Copy each line of the entries below that contains the string "pixel".

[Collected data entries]
────

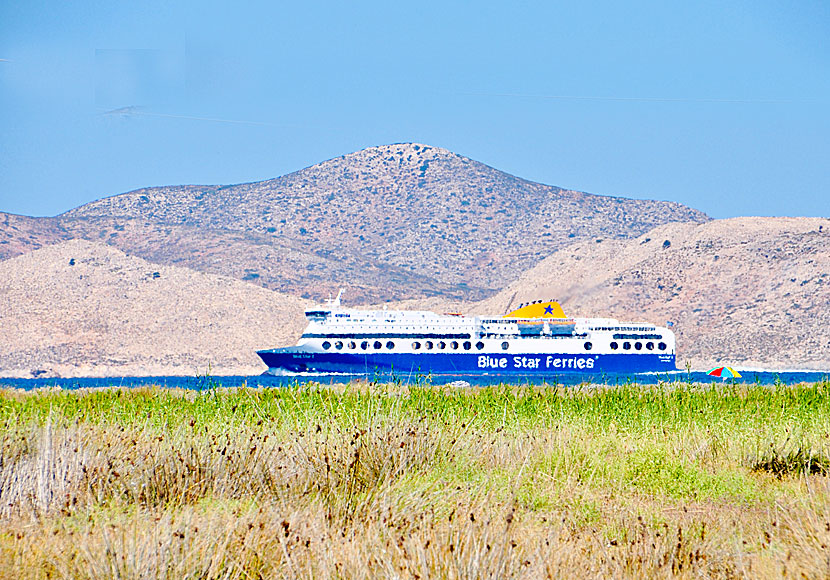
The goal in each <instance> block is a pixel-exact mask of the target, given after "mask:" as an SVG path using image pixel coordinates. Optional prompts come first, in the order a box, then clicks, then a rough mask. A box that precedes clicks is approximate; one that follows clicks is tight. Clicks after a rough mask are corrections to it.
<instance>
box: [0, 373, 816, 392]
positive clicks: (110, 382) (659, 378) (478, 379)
mask: <svg viewBox="0 0 830 580" xmlns="http://www.w3.org/2000/svg"><path fill="white" fill-rule="evenodd" d="M742 374H743V377H742V378H740V379H727V380H726V381H723V379H720V378H717V377H710V376H708V375H707V374H706V373H703V372H692V373H687V372H685V371H680V372H676V373H665V374H664V373H661V374H639V375H632V374H619V375H581V374H563V375H547V376H532V375H528V376H522V377H515V376H513V377H498V376H455V377H433V378H432V379H429V378H425V377H422V376H409V377H406V376H397V377H390V376H388V375H386V376H378V377H375V380H377V381H378V382H389V381H390V380H397V381H401V382H403V383H410V384H411V383H421V384H424V383H427V384H435V385H443V384H447V383H452V382H454V381H465V382H466V383H469V384H470V385H476V386H483V385H498V384H501V383H507V384H511V385H579V384H583V383H593V384H606V385H624V384H626V383H636V384H640V385H656V384H658V383H660V382H674V381H681V382H687V381H692V382H695V383H722V382H727V383H733V382H734V383H737V384H760V385H775V384H784V385H794V384H798V383H816V382H819V381H824V382H827V381H830V371H822V372H752V371H743V372H742ZM348 380H349V377H343V376H314V377H290V378H289V377H270V376H254V377H123V378H105V379H100V378H89V379H85V378H82V379H0V387H13V388H18V389H26V390H31V389H38V388H43V387H60V388H62V389H79V388H88V387H112V386H115V387H139V386H154V385H157V386H161V387H177V388H183V389H193V390H203V389H210V388H213V387H239V386H242V385H247V386H249V387H257V388H260V387H296V386H299V385H303V384H306V383H308V382H313V383H319V384H324V385H328V384H342V383H346V382H348Z"/></svg>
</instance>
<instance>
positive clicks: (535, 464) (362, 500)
mask: <svg viewBox="0 0 830 580" xmlns="http://www.w3.org/2000/svg"><path fill="white" fill-rule="evenodd" d="M828 475H830V383H828V382H819V383H815V384H802V385H797V386H771V387H766V386H759V385H751V386H747V385H730V384H726V385H714V386H713V385H695V384H688V383H665V384H661V385H658V386H648V387H644V386H637V385H625V386H621V387H613V388H605V387H601V386H600V387H596V386H579V387H573V388H555V387H546V388H540V387H511V386H504V385H502V386H497V387H486V388H452V387H448V386H445V387H433V386H403V385H397V384H392V385H376V384H366V383H352V384H349V385H346V386H341V387H330V386H329V387H322V386H319V385H314V384H307V385H299V386H297V387H296V388H283V389H249V388H239V389H208V390H204V391H200V392H196V391H186V390H175V389H160V388H134V389H129V388H111V389H89V390H77V391H60V390H46V391H38V392H23V391H17V390H12V389H7V390H2V391H0V578H9V579H21V580H22V579H35V578H38V579H40V578H91V579H99V578H123V579H139V578H141V579H154V578H165V579H167V578H169V579H174V578H175V579H180V578H201V579H213V578H223V579H237V578H238V579H249V578H423V579H426V578H450V579H455V578H459V579H460V578H465V579H466V578H643V577H658V578H665V577H677V578H773V577H775V578H781V577H791V578H827V577H830V477H828Z"/></svg>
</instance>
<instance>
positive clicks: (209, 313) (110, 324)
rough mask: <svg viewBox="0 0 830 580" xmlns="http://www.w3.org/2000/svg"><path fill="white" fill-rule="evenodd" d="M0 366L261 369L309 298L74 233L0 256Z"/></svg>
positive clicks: (3, 366)
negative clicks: (157, 260)
mask: <svg viewBox="0 0 830 580" xmlns="http://www.w3.org/2000/svg"><path fill="white" fill-rule="evenodd" d="M0 304H2V305H3V308H2V314H0V336H2V337H3V348H2V349H0V376H39V375H45V376H56V375H57V376H148V375H149V376H158V375H186V376H195V375H197V374H205V373H207V372H208V371H210V372H211V373H214V374H246V375H250V374H259V373H261V372H263V371H264V370H265V366H264V365H263V364H262V363H261V362H260V361H259V358H258V357H257V356H256V354H255V350H256V349H257V348H269V347H273V346H275V345H280V344H286V343H293V342H295V341H296V340H297V337H298V334H299V331H300V330H301V325H302V320H303V309H304V308H305V307H306V306H307V302H306V301H304V300H302V299H299V298H295V297H293V296H288V295H284V294H280V293H278V292H274V291H271V290H267V289H265V288H260V287H258V286H254V285H252V284H248V283H245V282H242V281H240V280H234V279H230V278H225V277H220V276H214V275H209V274H202V273H199V272H194V271H192V270H189V269H187V268H179V267H175V266H160V265H157V264H151V263H149V262H146V261H145V260H142V259H140V258H136V257H132V256H127V255H125V254H124V253H122V252H121V251H119V250H117V249H115V248H112V247H110V246H107V245H105V244H101V243H93V242H88V241H85V240H73V241H69V242H63V243H60V244H55V245H51V246H47V247H44V248H40V249H38V250H34V251H32V252H29V253H26V254H24V255H21V256H18V257H15V258H11V259H8V260H4V261H2V262H0Z"/></svg>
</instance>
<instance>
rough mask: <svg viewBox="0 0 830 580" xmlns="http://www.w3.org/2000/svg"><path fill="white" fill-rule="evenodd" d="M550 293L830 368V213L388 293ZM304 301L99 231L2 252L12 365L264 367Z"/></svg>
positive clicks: (594, 247) (613, 245)
mask: <svg viewBox="0 0 830 580" xmlns="http://www.w3.org/2000/svg"><path fill="white" fill-rule="evenodd" d="M537 298H557V299H559V300H560V301H561V302H562V304H563V306H564V307H565V311H566V312H567V313H568V314H569V315H572V316H614V317H617V318H619V319H621V320H632V321H640V320H646V321H651V322H654V323H657V324H664V323H665V322H666V321H667V320H671V321H674V322H675V324H676V325H675V331H676V333H677V335H678V344H679V357H678V364H679V365H680V367H681V368H682V367H683V366H684V364H685V361H690V362H691V364H692V366H693V367H694V368H695V369H705V368H707V367H709V366H714V365H715V364H732V365H736V366H739V367H764V368H782V369H783V368H816V369H827V368H828V366H830V365H828V361H830V311H828V308H827V305H828V304H830V220H826V219H812V218H810V219H808V218H738V219H731V220H718V221H712V222H709V223H706V224H698V225H694V224H668V225H664V226H660V227H658V228H656V229H654V230H652V231H650V232H648V233H647V234H644V235H643V236H640V237H639V238H636V239H633V240H602V241H600V242H597V241H596V240H593V241H590V242H581V243H578V244H575V245H573V246H570V247H568V248H566V249H563V250H560V251H558V252H555V253H553V254H552V255H550V256H549V257H548V258H546V259H545V260H544V261H542V262H541V263H540V264H539V265H538V266H537V267H535V268H533V269H531V270H528V271H527V272H525V273H524V274H523V275H522V276H521V277H520V278H519V279H518V280H517V281H515V282H514V283H512V284H510V285H509V286H508V287H507V288H506V289H504V290H503V291H502V292H500V293H498V294H496V295H495V296H493V297H491V298H489V299H487V300H484V301H481V302H476V303H469V302H468V303H461V302H458V301H448V300H447V299H446V298H443V297H432V298H421V299H417V300H406V301H402V302H397V303H392V304H388V306H389V307H391V308H397V307H400V308H410V309H419V308H423V309H430V310H434V311H437V312H445V311H448V310H462V311H464V312H466V313H488V314H492V313H504V312H507V311H508V310H510V309H511V308H512V307H515V305H516V304H518V303H519V302H524V301H528V300H534V299H537ZM344 303H345V304H348V305H353V304H354V296H353V295H351V294H349V293H347V294H346V295H345V296H344ZM307 304H308V302H307V301H304V300H302V299H298V298H295V297H292V296H287V295H284V294H281V293H278V292H274V291H271V290H267V289H264V288H261V287H257V286H255V285H252V284H248V283H245V282H242V281H239V280H234V279H230V278H225V277H220V276H214V275H209V274H203V273H199V272H194V271H191V270H189V269H187V268H181V267H175V266H159V265H155V264H152V263H149V262H146V261H144V260H142V259H139V258H136V257H130V256H126V255H125V254H123V253H122V252H120V251H118V250H116V249H114V248H112V247H110V246H107V245H104V244H101V243H91V242H87V241H82V240H74V241H70V242H64V243H61V244H58V245H52V246H48V247H44V248H41V249H39V250H36V251H32V252H28V253H26V254H24V255H21V256H19V257H16V258H13V259H9V260H5V261H2V262H0V336H3V337H4V345H3V348H2V349H0V376H4V375H5V376H32V374H33V373H35V374H38V373H40V374H47V375H55V374H57V375H62V376H105V375H109V376H124V375H172V374H180V375H181V374H183V375H195V374H200V373H204V372H206V371H207V369H208V365H210V366H211V369H212V372H213V373H216V374H257V373H260V372H262V371H263V370H264V366H262V365H261V364H260V363H259V361H258V359H257V358H256V356H255V355H254V350H255V349H257V348H261V347H268V346H284V345H288V344H292V343H293V342H295V340H296V338H297V336H298V335H299V333H300V332H301V330H302V328H303V326H304V320H303V317H302V312H301V311H302V309H303V308H304V307H305V306H306V305H307Z"/></svg>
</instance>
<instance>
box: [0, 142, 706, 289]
mask: <svg viewBox="0 0 830 580" xmlns="http://www.w3.org/2000/svg"><path fill="white" fill-rule="evenodd" d="M707 219H708V218H707V217H706V216H705V215H704V214H702V213H701V212H699V211H696V210H693V209H690V208H688V207H685V206H682V205H680V204H677V203H670V202H663V201H648V200H633V199H624V198H615V197H605V196H599V195H590V194H587V193H581V192H577V191H569V190H564V189H560V188H558V187H553V186H549V185H543V184H539V183H534V182H531V181H527V180H524V179H520V178H518V177H515V176H512V175H509V174H507V173H504V172H501V171H498V170H496V169H493V168H492V167H488V166H487V165H484V164H482V163H478V162H476V161H473V160H471V159H468V158H466V157H463V156H461V155H457V154H454V153H452V152H450V151H447V150H445V149H441V148H437V147H430V146H427V145H420V144H414V143H404V144H397V145H385V146H380V147H372V148H369V149H365V150H363V151H358V152H356V153H352V154H349V155H345V156H343V157H338V158H336V159H331V160H329V161H325V162H323V163H320V164H317V165H314V166H312V167H309V168H306V169H303V170H301V171H297V172H295V173H291V174H289V175H285V176H282V177H279V178H276V179H272V180H268V181H262V182H257V183H246V184H239V185H227V186H193V185H188V186H173V187H154V188H146V189H141V190H137V191H133V192H129V193H125V194H121V195H116V196H113V197H108V198H106V199H102V200H99V201H96V202H92V203H89V204H86V205H84V206H81V207H79V208H76V209H73V210H71V211H69V212H67V213H65V214H63V215H61V216H58V217H57V218H55V220H54V223H53V225H54V226H55V227H56V228H58V227H60V228H64V229H65V230H66V231H65V232H59V231H57V230H56V233H55V234H54V235H57V234H60V236H64V237H81V238H86V239H89V240H93V241H101V242H104V243H107V244H109V245H112V246H114V247H117V248H119V249H120V250H122V251H124V252H126V253H128V254H131V255H136V256H139V257H142V258H145V259H147V260H150V261H153V262H157V263H162V264H176V265H182V266H187V267H190V268H193V269H195V270H199V271H203V272H209V273H214V274H221V275H225V276H230V277H235V278H239V279H243V278H245V277H246V276H248V280H252V278H251V277H250V275H252V274H257V277H256V278H254V279H253V280H252V281H253V283H256V284H259V285H262V286H265V287H267V288H271V289H277V290H280V291H282V292H286V293H289V294H294V295H296V296H306V297H310V298H314V299H318V300H319V299H321V298H323V297H325V296H327V295H329V294H332V293H336V292H337V289H338V287H340V286H343V285H349V286H350V287H351V290H352V299H353V300H356V301H357V302H359V303H362V304H368V303H372V302H377V301H381V300H388V299H402V298H422V297H429V296H442V297H445V298H454V299H466V300H471V299H481V298H484V297H486V296H489V295H492V294H493V293H494V292H497V291H498V290H500V289H501V288H502V287H503V285H504V282H505V281H508V280H513V279H514V278H515V277H516V276H518V275H519V274H520V273H521V272H522V271H524V270H525V269H527V268H529V267H532V266H533V265H535V264H536V263H537V262H538V261H539V260H541V259H542V258H544V257H546V256H547V255H549V254H550V253H551V252H552V251H554V250H557V249H559V248H561V247H563V246H565V245H568V244H570V243H573V242H574V241H578V240H585V239H594V238H604V239H616V238H625V237H631V236H637V235H639V234H641V233H644V232H646V231H648V230H650V229H652V228H653V227H654V226H655V225H659V224H662V223H667V222H674V221H695V222H702V221H706V220H707ZM50 235H53V234H50ZM0 251H2V249H0ZM5 255H6V256H10V255H13V254H10V253H5Z"/></svg>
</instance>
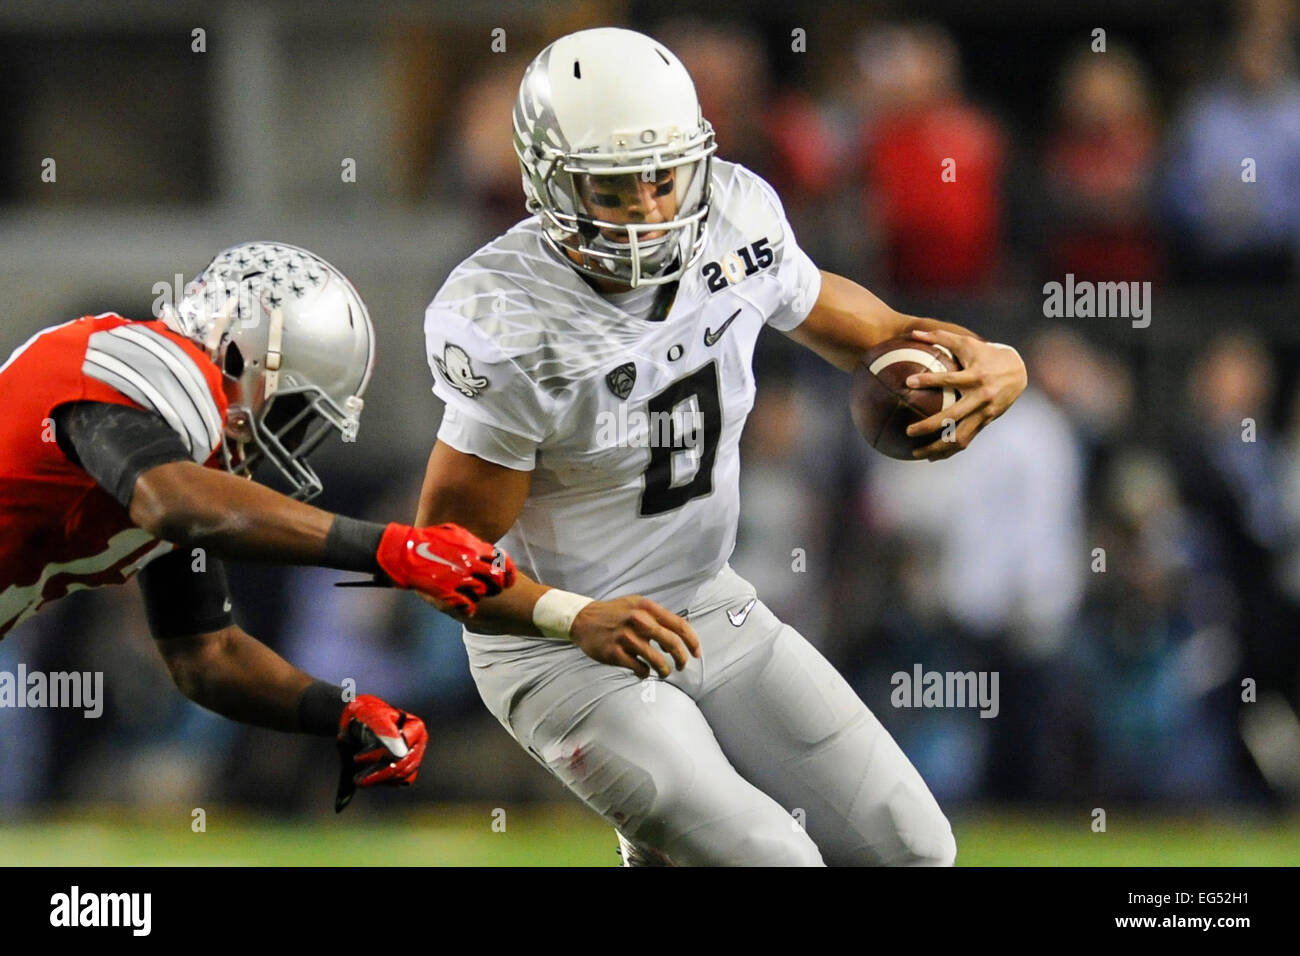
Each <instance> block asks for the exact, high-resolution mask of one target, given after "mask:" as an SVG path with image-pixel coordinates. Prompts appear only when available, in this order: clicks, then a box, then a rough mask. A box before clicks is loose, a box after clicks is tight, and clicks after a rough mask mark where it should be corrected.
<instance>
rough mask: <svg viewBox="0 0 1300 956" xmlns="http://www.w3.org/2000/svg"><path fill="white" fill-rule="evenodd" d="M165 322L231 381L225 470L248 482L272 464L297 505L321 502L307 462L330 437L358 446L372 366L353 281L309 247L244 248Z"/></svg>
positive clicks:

────

▶ **Result of this task**:
The goal in each <instance> block is a pixel-exact mask of the target, given after "mask:" as an SVG path using image pixel coordinates. Optional prompts come first, in the order a box, then clicks, then a rough mask. A box that precedes clicks is approximate; one that follows clicks is tight. Clicks after a rough mask are corrections to it.
Each <instance> block asks for the exact, high-resolution mask of one target, given after "mask:" as an SVG path with image-pixel coordinates. Prompts appear only when available, in this order: clicks, then a box, then a rough mask. A box before clicks is loose, a box after clicks is tight, and clicks after a rough mask mark where it should be corrected.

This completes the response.